━━━━━ Fragmento del texto ━━━━━

La Jornada Semanal,   domingo 26 de febrero  de 2006        núm. 573
 

Ecos de piedras rodantes

Roberto Garza Iturbide

En otros tiempos solía defender a la música rock con el ímpetu de un extremista. Ahora lo hago por placer. Mi primer alegato a su favor se dio a raíz de un genuino acto de rebeldía infantil: sucedió la mañana de un domingo de 1982, día de mi décimo cumpleaños, cuando decidí dar los buenos días a mi familia y vecinos con el disco Highway to Hell, de AC/DC.

Esa madrugada, mi hermano mayor había entrado a hurtadillas a la recámara para dejar el anhelado regalo sobre el buró. Recuerdo que lo examiné durante algunos minutos, dándole vueltas y releyendo los nombres de las rolas. Con mucho cuidado lo coloqué en el tocadiscos y subí el volumen al máximo; un instante después, las bocinas del Panasonic PLL retumbaban como nunca. El sonido era tan alto que los gritos histéricos de mi hermana pasaron inadvertidos ante la estridente voz de Bon Scott.

Al cabo de unos minutos, mientras simulaba un solo de guitarra con una raqueta de tenis, apareció mi padre como poseído por el demonio y apagó el aparato con severidad. "¡¿Estás loco?!... ¡¿Quién te dio permiso de usar el tocadiscos?!", tronó con la voz seca y rasposa de un fumador compulsivo recién levantado. Aún recuerdo la cara de asombro de mi viejo cuando le respondí que yo tenía el mismo derecho de escuchar mi música como él sus discos de Los Panchos. La afrenta me costó la prohibición temporal del uso del equipo de sonido, pero también fue el germen de una posición intelectual que marcó mis días de juventud.

Han pasado más de veinte años de aquella memorable, o mejor dicho, infernal mañana y todavía conservo el LP de AC/DC y, como reliquia familiar, el estereo Panasonic. Son en verdad muy pocos los objetos de mi infancia y juventud que resguardo con tanto celo —y en tan buenas condiciones— como mis acetatos y el viejo tocadiscos, ese insustituible reproductor de la banda sonora de mi vida.

━━━━━ Datos entregados ━━━━━

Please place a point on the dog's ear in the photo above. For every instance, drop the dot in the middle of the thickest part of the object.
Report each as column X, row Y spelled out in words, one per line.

━━━━━

» Qué vas a hacer
(1) Reproduce el texto sobre el disco de AC/DC desde las palabras "Ecos de piedras" hasta las palabras "Hell, de AC/DC.", ambas incluidas.
(2) Según el texto sobre el disco de AC/DC, contesta sí o no a cada afirmación y cita las palabras que lo deciden: (a) La hermana dejó el regalo sobre el buró. (b) El padre apagó el aparato. (c) El estéreo Panasonic ya no se conserva.
(3) Escribe cómo sigue el texto sobre el disco de AC/DC después de su última oración.
El listado es material aparte y no forma parte del texto.

» Respuestas
(1)
Ecos de piedras rodantes

Roberto Garza Iturbide

En otros tiempos solía defender a la música rock con el ímpetu de un extremista. Ahora lo hago por placer. Mi primer alegato a su favor se dio a raíz de un genuino acto de rebeldía infantil: sucedió la mañana de un domingo de 1982, día de mi décimo cumpleaños, cuando decidí dar los buenos días a mi familia y vecinos con el disco Highway to Hell, de AC/DC.

(2)
(a) No: "mi hermano mayor había entrado a hurtadillas a la recámara para dejar el anhelado regalo sobre el buró".
(b) Sí: "apareció mi padre como poseído por el demonio y apagó el aparato con severidad".
(c) No: "todavía conservo el LP de AC/DC y, como reliquia familiar, el estereo Panasonic".

(3)
ESTRUENDO DOMINICAL

El verano pasado me mudé a un condominio de los llamados tríplex, ésos de tres casas con una misma fachada y paredes compartidas. En una vive una cincuentona que tiene un próspero negocio de banquetes y que se divierte cantando en el karaoke con sus amigas divorciadas. La casa de en medio es la mía y la tercera estuvo felizmente deshabitada hasta hace unas semanas, cuando llegaron los Arvide, familia de cinco integrantes, incluido Mr. Crowley, el gato más gordo y feo que he visto, una especie de Garfield pero concebido por Bram Stoker.

La mañana siguiente al día que se mudaron, mientras me acomodaba en el sillón para leer el periódico, estuve a punto de tirar el café cuando de súbito me sorprendió la inconfundible guitarra de Jimmy Page a todo volumen. Se trataba de "The Song Remains The Same", la primera pieza del disco Houses of the Holly, de Led Zeppelin. Tere, mi esposa, se despertó con el estruendo y me pidió a gritos que le bajara. Pero esta vez la fuente del escándalo no era mi estéreo, sino el de la casa de los Arvide.

Cuando la sorpresa comenzaba a transformarse en júbilo, la sensual voz de Robert Plant se desvaneció lentamente y detrás de la pared apareció una imponente voz femenina: "¡Eugenio… no vives solo, hijo!… ¡No seas así, por favor!" Aunque a un volumen medio, apto para los delicados oídos maternos, el vecino se pasó toda la mañana del domingo escuchando música. Puro rock clásico.

Hacia las dos de la tarde, cuando finalmente Eugenio estuvo solo en casa, las ventanas se volvieron a cimbrar con el tremendo bajo de la rola "Wild Night", de Van Morrison. "¿Pues cuántos años tiene el hijo de los vecinos nuevos?", le pregunté a mi mujer. "No sé, yo lo vi bien chavito", respondió.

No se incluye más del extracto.